Return each line below that contains the word "small", treating uppercase and lowercase letters as distinct.

======== Recorded data ========

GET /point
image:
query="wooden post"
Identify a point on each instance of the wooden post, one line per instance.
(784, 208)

========
======== Recorded data ========

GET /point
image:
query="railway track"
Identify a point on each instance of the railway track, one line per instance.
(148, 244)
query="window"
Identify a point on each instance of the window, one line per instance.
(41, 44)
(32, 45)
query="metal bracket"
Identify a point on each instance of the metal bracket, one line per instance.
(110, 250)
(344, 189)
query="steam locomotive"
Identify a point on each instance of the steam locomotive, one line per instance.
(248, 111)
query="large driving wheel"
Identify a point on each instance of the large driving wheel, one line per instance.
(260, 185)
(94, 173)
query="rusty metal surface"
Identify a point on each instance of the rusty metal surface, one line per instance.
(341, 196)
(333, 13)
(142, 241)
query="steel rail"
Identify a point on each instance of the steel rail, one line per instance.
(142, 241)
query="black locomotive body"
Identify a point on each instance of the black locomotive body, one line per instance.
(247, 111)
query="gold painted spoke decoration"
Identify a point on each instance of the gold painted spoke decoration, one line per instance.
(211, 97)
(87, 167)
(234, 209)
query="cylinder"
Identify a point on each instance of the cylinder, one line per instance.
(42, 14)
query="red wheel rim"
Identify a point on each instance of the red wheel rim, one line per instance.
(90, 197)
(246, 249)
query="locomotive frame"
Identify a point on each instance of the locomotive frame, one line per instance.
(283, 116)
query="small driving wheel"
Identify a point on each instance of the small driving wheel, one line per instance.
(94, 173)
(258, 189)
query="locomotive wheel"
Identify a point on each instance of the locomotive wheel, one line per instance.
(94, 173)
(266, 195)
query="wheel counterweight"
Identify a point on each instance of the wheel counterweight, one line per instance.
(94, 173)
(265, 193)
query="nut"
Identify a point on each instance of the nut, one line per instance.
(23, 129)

========
======== Recorded data ========

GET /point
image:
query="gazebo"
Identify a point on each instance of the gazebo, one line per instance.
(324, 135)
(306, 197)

========

§ **Task solution**:
query="small driving wheel"
Identify a point on each instance of the small driving wheel, one line per instance.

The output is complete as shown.